* Short problem *
Reproduce every item below line for line, changing nothing.

BEGIN Records for the exercise

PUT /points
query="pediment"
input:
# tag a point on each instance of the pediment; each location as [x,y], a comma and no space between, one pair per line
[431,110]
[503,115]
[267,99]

END Records for the exercise

* Right answer *
PUT /points
query="pediment"
input:
# tag a point on each instance of the pediment; each location as [x,y], a comma and no space between, one pair per line
[431,110]
[503,115]
[267,99]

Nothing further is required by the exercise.